- What needs to be done -
Count the lines of the material below that contain the string "billboard", and reply with the number alone.

Location labeling records:
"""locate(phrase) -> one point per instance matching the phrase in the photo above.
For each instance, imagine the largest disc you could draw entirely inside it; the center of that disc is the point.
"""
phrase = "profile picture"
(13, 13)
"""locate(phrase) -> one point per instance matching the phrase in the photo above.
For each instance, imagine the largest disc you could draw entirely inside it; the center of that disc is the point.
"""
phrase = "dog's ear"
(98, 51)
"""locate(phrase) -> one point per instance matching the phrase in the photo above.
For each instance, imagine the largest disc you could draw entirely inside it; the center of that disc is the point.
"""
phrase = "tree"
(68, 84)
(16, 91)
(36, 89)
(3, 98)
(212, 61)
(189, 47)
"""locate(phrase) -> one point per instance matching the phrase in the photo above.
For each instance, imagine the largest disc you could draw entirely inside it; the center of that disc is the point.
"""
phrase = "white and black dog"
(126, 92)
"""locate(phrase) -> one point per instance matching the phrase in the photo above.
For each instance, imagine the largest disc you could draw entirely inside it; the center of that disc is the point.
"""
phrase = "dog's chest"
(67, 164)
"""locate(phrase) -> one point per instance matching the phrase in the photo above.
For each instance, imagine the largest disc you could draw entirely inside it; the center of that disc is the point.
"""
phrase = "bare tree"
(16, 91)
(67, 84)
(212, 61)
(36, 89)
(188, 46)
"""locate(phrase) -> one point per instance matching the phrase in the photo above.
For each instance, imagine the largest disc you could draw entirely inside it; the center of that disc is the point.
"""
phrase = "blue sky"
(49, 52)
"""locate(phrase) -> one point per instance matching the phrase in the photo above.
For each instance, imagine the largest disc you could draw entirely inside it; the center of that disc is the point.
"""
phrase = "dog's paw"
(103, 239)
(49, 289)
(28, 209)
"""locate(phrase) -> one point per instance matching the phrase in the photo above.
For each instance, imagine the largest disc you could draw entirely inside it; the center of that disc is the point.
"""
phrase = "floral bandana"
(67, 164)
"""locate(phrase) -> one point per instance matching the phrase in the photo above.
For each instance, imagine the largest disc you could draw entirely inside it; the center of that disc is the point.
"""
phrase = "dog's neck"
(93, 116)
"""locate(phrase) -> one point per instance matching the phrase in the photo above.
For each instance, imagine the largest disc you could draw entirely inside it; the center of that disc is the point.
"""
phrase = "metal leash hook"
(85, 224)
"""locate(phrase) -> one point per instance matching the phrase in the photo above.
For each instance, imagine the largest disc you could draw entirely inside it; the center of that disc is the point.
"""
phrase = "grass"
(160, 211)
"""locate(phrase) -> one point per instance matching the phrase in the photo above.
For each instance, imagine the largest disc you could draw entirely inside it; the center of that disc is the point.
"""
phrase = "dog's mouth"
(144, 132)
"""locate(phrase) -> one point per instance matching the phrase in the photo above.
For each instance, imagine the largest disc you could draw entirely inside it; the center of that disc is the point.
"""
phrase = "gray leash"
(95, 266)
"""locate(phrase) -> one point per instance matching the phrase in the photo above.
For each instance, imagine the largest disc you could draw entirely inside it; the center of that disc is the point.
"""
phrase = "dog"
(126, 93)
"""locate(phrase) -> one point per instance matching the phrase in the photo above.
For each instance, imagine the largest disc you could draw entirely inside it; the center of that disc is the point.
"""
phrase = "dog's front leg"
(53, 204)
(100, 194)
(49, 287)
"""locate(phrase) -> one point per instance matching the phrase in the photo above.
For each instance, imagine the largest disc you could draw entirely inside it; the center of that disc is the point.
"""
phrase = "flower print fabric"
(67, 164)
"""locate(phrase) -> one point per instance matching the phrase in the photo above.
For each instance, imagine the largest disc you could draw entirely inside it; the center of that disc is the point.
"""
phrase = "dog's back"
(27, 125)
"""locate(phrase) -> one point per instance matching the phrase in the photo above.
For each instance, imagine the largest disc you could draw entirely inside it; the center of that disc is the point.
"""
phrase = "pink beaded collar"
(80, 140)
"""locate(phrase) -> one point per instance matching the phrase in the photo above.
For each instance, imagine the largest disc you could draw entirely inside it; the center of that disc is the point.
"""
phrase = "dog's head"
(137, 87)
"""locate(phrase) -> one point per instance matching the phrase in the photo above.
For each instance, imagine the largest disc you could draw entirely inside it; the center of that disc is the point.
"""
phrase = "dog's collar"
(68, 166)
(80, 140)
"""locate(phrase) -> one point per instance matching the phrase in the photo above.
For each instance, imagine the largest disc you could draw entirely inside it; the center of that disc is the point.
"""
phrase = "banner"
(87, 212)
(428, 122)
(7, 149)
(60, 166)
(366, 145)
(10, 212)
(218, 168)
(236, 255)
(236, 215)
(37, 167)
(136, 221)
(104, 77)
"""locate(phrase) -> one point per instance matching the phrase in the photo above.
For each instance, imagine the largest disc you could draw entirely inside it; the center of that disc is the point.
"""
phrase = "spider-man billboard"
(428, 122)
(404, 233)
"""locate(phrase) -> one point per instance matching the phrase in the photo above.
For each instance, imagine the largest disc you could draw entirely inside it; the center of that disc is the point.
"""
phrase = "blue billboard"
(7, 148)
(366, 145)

- Solution to this exercise -
2